Exercise material.
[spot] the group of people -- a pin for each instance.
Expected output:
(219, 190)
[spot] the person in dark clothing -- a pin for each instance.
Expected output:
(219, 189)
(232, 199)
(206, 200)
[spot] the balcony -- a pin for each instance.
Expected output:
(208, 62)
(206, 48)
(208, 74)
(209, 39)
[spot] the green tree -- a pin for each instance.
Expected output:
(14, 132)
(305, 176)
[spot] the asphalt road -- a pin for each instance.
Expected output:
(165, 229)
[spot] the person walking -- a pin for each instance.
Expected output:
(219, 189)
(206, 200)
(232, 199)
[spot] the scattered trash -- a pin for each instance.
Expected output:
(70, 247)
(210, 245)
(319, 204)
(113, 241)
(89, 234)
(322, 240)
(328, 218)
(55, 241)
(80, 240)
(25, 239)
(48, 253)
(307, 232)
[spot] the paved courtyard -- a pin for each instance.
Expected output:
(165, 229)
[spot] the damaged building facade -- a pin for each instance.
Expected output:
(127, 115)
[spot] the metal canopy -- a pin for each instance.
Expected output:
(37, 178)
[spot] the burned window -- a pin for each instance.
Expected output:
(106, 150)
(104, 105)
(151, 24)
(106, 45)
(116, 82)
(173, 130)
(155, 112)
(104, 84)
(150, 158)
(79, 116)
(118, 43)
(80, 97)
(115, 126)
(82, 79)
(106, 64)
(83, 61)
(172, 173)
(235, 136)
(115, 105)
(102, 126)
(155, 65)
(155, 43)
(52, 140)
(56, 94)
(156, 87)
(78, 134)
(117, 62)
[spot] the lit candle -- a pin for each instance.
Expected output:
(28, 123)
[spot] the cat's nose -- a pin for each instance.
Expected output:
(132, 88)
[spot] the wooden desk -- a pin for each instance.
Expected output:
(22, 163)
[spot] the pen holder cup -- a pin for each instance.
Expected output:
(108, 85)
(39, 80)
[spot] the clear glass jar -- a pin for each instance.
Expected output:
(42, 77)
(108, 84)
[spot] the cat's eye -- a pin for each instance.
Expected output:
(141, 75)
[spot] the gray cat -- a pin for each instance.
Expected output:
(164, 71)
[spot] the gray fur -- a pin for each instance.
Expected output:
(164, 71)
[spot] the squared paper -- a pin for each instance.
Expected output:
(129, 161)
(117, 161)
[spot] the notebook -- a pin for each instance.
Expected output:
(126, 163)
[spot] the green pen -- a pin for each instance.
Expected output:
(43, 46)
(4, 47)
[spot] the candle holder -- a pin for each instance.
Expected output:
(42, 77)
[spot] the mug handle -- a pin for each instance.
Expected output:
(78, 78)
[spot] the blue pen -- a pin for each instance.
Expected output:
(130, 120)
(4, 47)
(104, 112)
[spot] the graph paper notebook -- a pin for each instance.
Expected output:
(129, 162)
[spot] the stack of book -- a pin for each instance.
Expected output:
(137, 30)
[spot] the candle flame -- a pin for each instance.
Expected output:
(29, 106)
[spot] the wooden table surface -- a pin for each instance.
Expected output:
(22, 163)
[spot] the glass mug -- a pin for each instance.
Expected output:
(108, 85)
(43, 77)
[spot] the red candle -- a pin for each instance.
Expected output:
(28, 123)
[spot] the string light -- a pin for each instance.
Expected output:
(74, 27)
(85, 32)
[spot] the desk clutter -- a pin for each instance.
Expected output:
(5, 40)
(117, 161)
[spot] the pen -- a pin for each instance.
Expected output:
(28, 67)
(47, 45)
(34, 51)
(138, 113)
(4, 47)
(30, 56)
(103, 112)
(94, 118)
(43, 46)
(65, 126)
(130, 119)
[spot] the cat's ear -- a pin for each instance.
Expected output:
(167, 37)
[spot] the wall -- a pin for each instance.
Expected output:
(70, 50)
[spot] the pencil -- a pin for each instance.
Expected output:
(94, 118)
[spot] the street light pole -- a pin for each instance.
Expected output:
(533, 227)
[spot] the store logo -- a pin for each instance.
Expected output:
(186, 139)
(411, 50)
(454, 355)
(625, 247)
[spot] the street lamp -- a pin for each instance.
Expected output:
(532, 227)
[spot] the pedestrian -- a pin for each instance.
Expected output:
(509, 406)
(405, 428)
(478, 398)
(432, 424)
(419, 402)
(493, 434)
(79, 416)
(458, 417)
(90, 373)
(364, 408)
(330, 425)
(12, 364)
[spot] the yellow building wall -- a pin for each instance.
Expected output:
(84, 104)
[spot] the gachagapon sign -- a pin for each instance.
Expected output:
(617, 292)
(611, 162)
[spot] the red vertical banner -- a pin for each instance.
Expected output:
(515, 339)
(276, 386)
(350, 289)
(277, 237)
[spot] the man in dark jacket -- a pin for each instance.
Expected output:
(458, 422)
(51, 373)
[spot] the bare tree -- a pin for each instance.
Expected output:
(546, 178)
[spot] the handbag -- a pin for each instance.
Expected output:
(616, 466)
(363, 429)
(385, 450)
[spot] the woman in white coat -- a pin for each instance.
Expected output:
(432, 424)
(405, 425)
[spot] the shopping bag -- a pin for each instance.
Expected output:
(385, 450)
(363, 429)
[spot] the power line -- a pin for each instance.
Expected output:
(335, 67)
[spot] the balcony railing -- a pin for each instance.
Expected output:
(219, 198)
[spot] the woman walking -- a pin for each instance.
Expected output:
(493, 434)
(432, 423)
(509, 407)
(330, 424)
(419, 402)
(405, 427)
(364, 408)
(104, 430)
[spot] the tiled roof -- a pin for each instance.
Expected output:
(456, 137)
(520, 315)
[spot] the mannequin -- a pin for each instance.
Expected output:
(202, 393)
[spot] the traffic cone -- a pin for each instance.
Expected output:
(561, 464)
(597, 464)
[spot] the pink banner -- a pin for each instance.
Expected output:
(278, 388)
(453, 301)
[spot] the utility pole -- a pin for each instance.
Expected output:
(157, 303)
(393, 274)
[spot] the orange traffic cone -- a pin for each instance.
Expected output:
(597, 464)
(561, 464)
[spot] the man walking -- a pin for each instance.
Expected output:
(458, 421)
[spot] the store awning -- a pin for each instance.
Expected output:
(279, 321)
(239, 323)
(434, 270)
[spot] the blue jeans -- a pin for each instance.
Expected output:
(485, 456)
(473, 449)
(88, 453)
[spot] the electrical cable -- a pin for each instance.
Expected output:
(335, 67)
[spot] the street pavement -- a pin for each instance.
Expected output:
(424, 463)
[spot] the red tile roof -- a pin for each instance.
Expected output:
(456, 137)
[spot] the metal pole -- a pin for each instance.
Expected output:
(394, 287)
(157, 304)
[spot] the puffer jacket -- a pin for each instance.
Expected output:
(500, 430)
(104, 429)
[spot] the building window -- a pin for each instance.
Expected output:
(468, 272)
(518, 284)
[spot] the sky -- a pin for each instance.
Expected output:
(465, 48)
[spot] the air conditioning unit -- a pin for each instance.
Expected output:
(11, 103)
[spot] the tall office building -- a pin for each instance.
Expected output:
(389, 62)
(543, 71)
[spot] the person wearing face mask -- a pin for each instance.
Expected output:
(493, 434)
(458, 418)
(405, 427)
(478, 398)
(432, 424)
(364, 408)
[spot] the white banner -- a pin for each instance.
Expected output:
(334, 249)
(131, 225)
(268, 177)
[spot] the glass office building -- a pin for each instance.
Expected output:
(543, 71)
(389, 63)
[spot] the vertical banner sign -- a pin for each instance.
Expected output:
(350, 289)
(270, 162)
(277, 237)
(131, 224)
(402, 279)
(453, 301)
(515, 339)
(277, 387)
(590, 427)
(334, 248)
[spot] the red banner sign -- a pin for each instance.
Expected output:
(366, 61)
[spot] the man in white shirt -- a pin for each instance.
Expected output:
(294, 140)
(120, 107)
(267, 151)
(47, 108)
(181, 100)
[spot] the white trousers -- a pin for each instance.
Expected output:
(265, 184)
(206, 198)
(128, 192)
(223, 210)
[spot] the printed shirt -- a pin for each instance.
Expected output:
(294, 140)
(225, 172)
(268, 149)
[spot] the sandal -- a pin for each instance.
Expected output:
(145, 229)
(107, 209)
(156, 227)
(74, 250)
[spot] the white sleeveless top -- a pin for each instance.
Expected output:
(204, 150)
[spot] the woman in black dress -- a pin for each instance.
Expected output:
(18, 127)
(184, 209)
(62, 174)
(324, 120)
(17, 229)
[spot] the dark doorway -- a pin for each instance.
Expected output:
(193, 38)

Task brief. Go through the material above, and wherever a line contains the string "gray", return it.

Output.
[spot] the gray cat -- a pin for each instance.
[spot] the gray fur -- a pin for each instance.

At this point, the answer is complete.